Assignment: Of the entries below, return only those lines from the line with "Expected behaviour: for every instance of the pine" to the line with "Expected behaviour: for every instance of the tree, put", exactly, both included.

Available data:
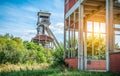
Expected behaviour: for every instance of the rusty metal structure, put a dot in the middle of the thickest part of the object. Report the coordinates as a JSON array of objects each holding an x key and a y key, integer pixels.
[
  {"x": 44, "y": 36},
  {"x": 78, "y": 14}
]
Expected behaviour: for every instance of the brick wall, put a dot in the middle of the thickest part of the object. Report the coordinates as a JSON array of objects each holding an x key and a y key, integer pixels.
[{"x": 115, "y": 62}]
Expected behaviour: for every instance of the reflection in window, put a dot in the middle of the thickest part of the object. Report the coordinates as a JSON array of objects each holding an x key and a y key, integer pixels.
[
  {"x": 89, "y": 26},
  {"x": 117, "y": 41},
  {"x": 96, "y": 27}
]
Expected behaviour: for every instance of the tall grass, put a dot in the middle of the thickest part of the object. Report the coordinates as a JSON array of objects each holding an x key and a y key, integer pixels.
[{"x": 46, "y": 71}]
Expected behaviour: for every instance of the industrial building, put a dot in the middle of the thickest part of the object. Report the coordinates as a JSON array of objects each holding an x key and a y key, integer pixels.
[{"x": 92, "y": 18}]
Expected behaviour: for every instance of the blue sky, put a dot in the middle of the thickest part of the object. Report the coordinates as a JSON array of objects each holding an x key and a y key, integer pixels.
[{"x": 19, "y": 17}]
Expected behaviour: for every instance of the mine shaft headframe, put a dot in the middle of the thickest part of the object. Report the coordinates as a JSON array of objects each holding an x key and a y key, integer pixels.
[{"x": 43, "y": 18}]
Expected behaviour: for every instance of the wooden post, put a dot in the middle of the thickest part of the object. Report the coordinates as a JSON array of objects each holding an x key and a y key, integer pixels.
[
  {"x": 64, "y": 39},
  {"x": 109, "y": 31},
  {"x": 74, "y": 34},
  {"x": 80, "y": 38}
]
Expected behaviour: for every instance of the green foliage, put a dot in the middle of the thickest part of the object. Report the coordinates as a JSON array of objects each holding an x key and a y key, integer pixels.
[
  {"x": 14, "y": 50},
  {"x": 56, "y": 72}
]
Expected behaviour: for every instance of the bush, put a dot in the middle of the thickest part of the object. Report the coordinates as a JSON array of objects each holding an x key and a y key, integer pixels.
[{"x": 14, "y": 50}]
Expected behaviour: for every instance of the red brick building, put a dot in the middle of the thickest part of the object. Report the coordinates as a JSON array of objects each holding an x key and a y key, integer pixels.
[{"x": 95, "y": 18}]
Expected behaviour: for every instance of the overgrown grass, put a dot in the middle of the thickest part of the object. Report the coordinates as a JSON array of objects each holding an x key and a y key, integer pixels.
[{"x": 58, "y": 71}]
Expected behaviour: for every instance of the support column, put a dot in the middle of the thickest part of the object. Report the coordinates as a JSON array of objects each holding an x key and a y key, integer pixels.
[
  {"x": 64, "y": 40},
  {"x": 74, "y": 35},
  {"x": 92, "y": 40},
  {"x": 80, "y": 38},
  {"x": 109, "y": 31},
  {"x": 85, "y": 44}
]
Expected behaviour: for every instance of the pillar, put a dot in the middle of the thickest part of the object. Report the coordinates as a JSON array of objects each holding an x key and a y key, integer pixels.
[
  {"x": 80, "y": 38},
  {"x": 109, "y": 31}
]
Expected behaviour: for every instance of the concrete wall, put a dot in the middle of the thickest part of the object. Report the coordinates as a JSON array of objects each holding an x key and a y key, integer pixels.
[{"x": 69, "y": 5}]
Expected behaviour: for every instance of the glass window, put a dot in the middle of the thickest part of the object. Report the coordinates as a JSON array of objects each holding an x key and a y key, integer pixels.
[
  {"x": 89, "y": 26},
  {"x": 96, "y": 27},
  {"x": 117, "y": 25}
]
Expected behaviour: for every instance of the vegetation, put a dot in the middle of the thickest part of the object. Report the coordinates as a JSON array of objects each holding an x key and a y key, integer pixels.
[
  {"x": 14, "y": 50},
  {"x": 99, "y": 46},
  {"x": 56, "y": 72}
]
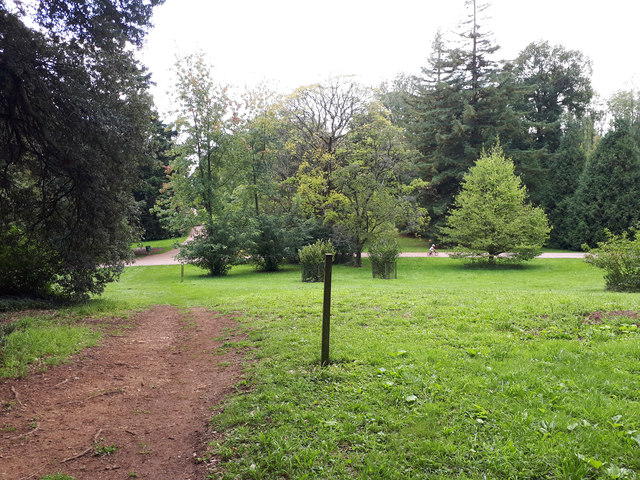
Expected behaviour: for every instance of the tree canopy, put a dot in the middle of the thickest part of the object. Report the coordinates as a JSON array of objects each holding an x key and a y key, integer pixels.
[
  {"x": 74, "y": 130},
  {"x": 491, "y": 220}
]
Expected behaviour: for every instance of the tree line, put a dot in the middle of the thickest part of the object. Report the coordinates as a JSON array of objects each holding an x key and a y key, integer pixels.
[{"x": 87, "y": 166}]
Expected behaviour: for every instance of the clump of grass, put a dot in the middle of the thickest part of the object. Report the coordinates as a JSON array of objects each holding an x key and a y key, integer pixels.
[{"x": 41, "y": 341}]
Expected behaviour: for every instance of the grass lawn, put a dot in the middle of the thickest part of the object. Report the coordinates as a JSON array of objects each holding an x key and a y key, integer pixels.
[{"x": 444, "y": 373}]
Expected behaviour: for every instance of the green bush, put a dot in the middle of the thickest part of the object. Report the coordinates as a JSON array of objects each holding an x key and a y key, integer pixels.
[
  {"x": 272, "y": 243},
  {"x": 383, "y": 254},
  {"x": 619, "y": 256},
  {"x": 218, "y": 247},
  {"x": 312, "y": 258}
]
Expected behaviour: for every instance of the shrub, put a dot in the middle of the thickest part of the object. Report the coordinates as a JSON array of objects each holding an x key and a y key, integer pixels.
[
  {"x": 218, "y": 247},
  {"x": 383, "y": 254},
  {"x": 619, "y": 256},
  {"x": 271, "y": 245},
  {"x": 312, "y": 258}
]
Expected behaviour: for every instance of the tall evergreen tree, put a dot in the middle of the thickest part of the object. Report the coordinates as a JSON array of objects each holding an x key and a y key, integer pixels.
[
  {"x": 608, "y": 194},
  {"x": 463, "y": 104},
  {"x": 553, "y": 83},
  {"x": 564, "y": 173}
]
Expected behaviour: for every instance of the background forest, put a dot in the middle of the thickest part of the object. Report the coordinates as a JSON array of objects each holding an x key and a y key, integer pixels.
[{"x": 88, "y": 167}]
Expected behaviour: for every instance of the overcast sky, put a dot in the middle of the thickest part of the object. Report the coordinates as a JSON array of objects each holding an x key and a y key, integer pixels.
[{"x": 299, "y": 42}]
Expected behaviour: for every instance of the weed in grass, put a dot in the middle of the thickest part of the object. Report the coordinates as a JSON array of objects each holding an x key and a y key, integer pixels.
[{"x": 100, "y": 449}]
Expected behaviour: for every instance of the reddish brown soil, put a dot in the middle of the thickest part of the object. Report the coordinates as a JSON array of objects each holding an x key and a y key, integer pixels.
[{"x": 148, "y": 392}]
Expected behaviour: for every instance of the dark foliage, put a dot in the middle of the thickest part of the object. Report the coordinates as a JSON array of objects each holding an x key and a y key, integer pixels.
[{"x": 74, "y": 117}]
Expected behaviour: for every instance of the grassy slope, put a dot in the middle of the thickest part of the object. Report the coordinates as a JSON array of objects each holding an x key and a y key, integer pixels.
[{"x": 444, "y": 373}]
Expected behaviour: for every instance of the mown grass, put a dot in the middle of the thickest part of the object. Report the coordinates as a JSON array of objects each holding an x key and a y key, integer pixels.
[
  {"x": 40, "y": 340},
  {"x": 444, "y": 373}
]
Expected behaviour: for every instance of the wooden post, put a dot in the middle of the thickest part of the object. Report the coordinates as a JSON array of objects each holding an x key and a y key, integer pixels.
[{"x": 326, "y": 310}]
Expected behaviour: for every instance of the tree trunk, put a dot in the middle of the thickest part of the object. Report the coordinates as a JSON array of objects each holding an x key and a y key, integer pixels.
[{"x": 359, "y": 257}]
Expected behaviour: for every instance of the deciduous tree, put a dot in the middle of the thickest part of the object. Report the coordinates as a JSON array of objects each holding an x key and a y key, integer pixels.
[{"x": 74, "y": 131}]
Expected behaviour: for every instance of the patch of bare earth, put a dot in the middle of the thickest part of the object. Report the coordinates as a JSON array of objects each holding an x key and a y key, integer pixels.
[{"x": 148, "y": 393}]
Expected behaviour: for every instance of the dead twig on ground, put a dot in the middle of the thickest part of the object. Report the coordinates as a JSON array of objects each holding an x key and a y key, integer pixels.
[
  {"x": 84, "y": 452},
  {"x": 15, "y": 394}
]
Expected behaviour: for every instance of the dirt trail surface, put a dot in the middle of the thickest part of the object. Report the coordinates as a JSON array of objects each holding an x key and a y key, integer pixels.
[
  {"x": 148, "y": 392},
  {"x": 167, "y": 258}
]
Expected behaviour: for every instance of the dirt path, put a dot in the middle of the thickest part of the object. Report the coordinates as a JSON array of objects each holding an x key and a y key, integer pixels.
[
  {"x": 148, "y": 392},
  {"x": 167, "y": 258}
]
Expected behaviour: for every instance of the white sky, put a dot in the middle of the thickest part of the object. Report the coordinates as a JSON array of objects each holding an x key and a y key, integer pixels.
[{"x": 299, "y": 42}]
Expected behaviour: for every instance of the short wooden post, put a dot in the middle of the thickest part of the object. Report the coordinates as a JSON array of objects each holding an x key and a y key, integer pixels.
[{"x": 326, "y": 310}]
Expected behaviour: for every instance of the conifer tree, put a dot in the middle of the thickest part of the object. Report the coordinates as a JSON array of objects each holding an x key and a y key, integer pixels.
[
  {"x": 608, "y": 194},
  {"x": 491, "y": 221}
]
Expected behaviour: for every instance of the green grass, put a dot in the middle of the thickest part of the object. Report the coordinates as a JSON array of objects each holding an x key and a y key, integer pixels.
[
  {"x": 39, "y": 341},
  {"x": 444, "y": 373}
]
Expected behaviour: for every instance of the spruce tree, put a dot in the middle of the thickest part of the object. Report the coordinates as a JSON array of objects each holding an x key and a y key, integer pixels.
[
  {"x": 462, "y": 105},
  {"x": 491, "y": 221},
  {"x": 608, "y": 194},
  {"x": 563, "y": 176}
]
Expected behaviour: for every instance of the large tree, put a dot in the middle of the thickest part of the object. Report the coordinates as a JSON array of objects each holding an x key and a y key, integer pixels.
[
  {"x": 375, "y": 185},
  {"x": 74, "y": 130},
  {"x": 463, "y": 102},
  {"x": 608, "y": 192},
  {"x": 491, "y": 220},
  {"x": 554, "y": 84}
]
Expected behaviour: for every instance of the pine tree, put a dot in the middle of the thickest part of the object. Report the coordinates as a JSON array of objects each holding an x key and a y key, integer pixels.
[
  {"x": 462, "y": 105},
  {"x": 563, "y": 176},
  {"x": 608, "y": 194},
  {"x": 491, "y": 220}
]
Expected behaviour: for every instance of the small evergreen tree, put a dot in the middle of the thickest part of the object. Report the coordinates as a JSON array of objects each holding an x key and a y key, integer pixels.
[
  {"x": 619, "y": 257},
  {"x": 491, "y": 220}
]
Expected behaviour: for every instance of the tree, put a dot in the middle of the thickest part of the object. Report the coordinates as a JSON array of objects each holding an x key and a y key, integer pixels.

---

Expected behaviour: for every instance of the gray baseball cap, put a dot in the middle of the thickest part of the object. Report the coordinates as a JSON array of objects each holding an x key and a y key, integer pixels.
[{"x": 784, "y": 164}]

---

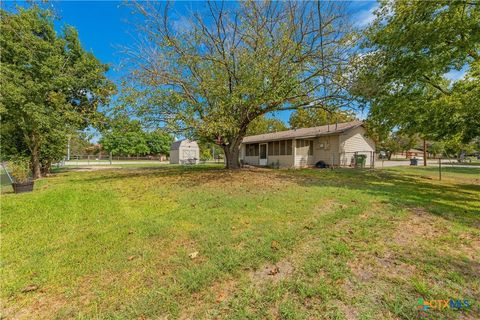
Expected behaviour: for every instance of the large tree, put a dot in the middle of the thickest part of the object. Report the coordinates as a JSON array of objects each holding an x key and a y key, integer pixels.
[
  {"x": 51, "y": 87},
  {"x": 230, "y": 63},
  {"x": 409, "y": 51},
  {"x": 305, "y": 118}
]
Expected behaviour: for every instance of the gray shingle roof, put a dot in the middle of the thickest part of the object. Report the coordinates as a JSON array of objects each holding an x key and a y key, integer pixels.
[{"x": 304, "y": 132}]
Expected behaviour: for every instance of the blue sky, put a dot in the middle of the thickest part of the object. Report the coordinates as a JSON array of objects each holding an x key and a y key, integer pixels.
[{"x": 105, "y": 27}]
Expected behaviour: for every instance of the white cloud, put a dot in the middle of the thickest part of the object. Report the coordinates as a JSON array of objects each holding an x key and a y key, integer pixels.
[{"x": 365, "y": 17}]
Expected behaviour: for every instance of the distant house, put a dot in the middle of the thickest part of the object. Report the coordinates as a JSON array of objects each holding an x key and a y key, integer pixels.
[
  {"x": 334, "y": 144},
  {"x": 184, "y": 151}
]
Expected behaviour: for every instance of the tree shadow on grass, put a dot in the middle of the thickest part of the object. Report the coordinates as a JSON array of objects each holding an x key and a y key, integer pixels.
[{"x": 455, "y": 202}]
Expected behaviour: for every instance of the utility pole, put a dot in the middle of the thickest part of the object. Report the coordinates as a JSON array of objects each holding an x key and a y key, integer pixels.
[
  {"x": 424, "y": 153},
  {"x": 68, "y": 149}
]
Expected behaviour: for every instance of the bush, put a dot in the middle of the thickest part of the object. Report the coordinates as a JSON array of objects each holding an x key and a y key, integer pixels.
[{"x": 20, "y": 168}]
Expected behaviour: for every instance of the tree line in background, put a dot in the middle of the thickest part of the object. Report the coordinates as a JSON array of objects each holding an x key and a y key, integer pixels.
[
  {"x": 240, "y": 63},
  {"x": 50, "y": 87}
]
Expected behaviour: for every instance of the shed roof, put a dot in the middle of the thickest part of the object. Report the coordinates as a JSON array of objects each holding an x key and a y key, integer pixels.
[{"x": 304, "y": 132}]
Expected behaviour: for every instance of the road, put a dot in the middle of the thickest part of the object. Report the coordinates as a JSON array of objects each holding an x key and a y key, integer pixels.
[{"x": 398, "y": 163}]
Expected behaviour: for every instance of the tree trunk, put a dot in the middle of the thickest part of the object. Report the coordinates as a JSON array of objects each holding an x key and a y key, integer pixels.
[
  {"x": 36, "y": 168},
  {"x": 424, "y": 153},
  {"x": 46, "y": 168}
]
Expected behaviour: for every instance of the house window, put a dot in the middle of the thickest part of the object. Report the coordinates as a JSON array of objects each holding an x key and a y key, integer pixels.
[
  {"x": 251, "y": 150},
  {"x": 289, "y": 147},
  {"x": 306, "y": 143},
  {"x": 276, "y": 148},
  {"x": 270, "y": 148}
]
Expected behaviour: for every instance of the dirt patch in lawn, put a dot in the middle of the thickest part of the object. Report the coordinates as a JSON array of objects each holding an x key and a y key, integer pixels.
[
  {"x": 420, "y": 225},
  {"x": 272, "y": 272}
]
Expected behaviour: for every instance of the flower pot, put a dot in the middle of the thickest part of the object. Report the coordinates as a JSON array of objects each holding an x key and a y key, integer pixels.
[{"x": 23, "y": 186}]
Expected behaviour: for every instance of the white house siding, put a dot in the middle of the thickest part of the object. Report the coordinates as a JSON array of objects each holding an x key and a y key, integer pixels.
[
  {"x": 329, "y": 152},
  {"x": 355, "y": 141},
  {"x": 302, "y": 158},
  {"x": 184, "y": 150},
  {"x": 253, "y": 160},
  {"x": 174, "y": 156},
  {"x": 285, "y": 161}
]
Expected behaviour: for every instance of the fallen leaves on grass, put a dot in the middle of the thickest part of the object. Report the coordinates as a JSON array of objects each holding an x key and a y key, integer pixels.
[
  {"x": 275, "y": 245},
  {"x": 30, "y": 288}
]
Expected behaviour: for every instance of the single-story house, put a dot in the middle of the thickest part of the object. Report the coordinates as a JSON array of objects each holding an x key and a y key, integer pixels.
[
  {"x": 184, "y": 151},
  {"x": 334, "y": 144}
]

Your solution:
Expected behaviour: for every instance of the pine tree, put a dot in the middle of the thickest part of the object. Report the coordinates as a JSON array of objects each holding an x key and a y key, integer pixels.
[
  {"x": 462, "y": 105},
  {"x": 563, "y": 176},
  {"x": 608, "y": 194},
  {"x": 491, "y": 220}
]
Expected behaviour: for every instance of the small evergreen tree, put a dot in the middle of the thickest part of the object. Report the coordinates as a JSON array of objects each holding an x key and a y key, integer pixels.
[
  {"x": 619, "y": 257},
  {"x": 491, "y": 220}
]
Expected behaviour: for every instance of the tree, put a dot in the middle of the thickest part of the object. Report the coordinates as a JSON array of objects each holding an x key and a y key, integer pixels.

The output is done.